WHAT TO WORK ON >>
Write out the listing below again, precisely as it is given.

--- GIVEN DATA ---

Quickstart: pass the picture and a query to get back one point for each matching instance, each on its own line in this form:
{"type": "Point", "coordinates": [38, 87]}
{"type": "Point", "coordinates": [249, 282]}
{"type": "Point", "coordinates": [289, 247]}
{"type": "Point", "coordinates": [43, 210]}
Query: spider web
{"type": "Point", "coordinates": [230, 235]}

---

YOUR SOLUTION >>
Quickstart: pass the picture and a query to get back one point for each matching instance, each on its own line in this form:
{"type": "Point", "coordinates": [38, 87]}
{"type": "Point", "coordinates": [249, 282]}
{"type": "Point", "coordinates": [289, 247]}
{"type": "Point", "coordinates": [43, 210]}
Query: spider web
{"type": "Point", "coordinates": [230, 235]}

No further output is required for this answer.